_Data rows:_
* BEGIN *

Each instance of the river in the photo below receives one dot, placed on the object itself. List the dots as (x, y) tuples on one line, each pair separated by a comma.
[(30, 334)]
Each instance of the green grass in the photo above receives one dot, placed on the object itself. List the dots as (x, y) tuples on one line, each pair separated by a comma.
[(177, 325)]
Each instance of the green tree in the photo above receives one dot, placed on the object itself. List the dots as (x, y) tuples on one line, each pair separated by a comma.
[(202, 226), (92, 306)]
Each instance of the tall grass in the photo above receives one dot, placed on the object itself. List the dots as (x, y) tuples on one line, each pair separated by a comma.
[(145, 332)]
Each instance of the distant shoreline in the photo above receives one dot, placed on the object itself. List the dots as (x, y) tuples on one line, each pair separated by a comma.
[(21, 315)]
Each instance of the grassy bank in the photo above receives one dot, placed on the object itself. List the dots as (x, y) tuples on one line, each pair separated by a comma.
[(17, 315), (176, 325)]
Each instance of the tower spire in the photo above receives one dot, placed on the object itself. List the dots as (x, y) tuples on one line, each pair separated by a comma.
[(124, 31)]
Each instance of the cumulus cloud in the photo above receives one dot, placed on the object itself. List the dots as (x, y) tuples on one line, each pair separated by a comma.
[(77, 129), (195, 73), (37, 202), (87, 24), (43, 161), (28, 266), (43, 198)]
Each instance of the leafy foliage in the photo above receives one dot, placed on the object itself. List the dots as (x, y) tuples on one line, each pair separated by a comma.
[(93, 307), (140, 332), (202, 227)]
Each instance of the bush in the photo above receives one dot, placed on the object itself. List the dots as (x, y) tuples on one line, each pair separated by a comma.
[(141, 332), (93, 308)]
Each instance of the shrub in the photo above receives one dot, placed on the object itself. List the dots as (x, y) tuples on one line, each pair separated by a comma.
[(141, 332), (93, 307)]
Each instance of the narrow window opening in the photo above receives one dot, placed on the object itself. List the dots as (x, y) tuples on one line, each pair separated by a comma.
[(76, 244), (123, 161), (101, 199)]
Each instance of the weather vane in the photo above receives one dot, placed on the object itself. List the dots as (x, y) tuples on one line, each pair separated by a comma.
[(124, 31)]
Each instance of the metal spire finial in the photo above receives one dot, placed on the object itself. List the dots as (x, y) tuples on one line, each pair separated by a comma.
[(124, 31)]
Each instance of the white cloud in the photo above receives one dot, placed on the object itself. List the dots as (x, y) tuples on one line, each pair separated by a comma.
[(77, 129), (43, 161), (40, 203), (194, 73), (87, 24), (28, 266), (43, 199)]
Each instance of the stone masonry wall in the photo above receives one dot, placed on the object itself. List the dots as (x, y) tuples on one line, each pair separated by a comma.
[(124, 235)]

* END *

_Work to complete:_ Edit the items starting at the line that contains "Each instance of the green tree" and ending at the line that contains "[(21, 315)]", replacing "tall grass" with "reeds" and keeping everything else the same. Return only those lines.

_Answer to the problem:_
Each instance of the green tree in the photo above receives one dot, placed on the object itself. List the dots as (x, y) tuples on one line, each pair separated by a comma.
[(202, 226), (92, 306)]
Each instance of the reeds in the photo above receives one dot, placed on the object itself. List the dots as (x, y) tuples on one line, each pair separated by a comma.
[(145, 332)]
Each instance of the distant shoreline in the photo above receives one dot, placed on the object itself. List the dots as (x, y) tuples on one line, each pair separated by a comma.
[(21, 315)]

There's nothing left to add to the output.